** Exercise goal **
Rescale the rows beginning with the one that contains "Can you see the bird's tail?" and running through the last row, both ends included. Copy each request unchanged, and multiply every x and y coordinate in the answers by 1.9, rounding to whole numbers with halves rounded up.
# START OF Material provided
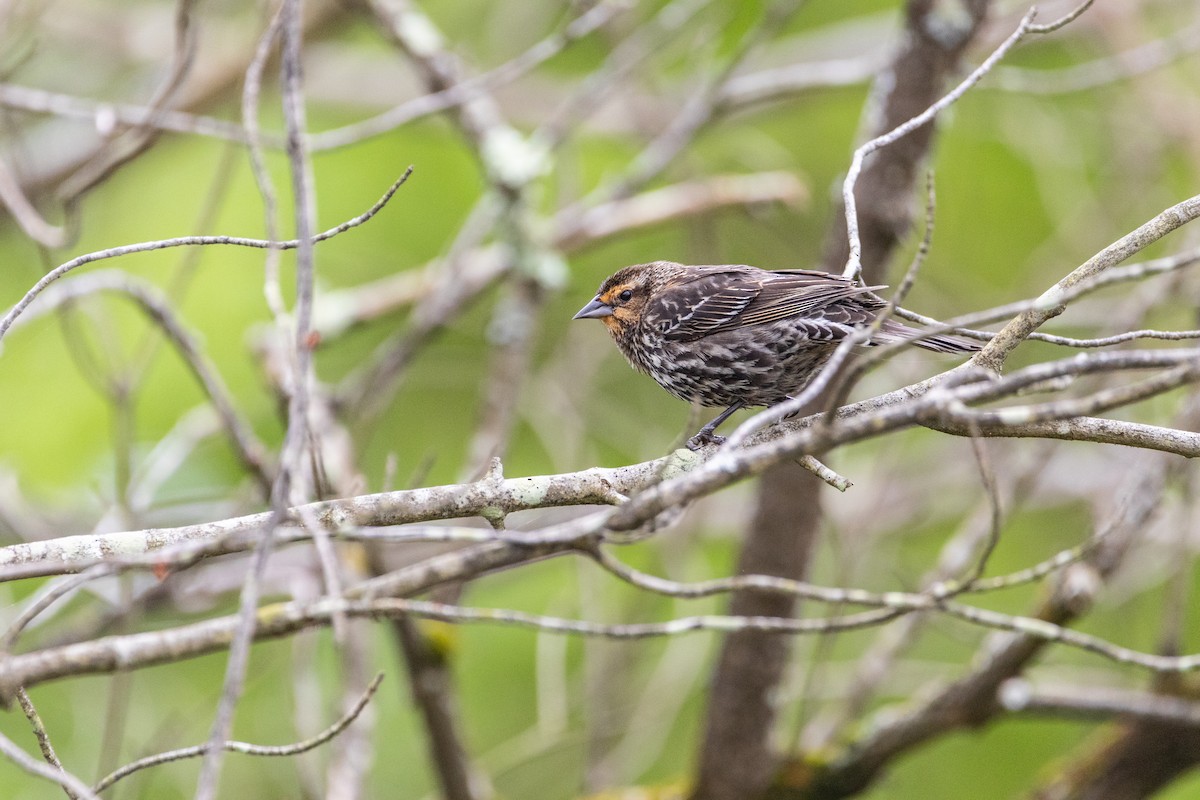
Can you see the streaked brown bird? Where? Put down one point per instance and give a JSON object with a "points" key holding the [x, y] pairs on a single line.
{"points": [[738, 336]]}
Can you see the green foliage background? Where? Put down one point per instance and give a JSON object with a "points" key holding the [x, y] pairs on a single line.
{"points": [[1027, 187]]}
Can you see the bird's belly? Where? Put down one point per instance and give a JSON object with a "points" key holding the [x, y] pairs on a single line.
{"points": [[730, 367]]}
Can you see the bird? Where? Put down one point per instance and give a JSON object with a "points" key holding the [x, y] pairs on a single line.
{"points": [[739, 336]]}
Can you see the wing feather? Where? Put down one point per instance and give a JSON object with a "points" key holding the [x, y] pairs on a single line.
{"points": [[719, 299]]}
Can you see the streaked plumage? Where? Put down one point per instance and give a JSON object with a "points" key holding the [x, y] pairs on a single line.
{"points": [[738, 336]]}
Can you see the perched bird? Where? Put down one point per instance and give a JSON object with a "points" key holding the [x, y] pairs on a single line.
{"points": [[738, 336]]}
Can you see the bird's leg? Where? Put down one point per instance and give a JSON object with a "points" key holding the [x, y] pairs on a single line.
{"points": [[706, 434]]}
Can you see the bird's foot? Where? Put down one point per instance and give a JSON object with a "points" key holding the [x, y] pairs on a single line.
{"points": [[703, 439]]}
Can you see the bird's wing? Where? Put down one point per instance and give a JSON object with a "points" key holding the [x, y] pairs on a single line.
{"points": [[724, 300], [705, 304]]}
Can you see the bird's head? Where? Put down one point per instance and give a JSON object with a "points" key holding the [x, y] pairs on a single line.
{"points": [[622, 299]]}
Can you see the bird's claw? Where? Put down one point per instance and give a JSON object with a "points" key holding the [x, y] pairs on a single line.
{"points": [[703, 439]]}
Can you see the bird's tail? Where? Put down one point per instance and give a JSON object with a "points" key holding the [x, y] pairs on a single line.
{"points": [[893, 331]]}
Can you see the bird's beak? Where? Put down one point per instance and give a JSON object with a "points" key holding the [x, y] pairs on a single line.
{"points": [[594, 310]]}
# END OF Material provided
** Written response **
Can you see the bird's tail? Where? Put down one point per instance and give a JSON object with a "points" key holding the [x, y] pairs on a single line.
{"points": [[1697, 629]]}
Can you see the bird's beak? Where? Put down one point per instance and give a JSON object with a "points" key holding the [x, y] pairs on a single line.
{"points": [[1129, 589]]}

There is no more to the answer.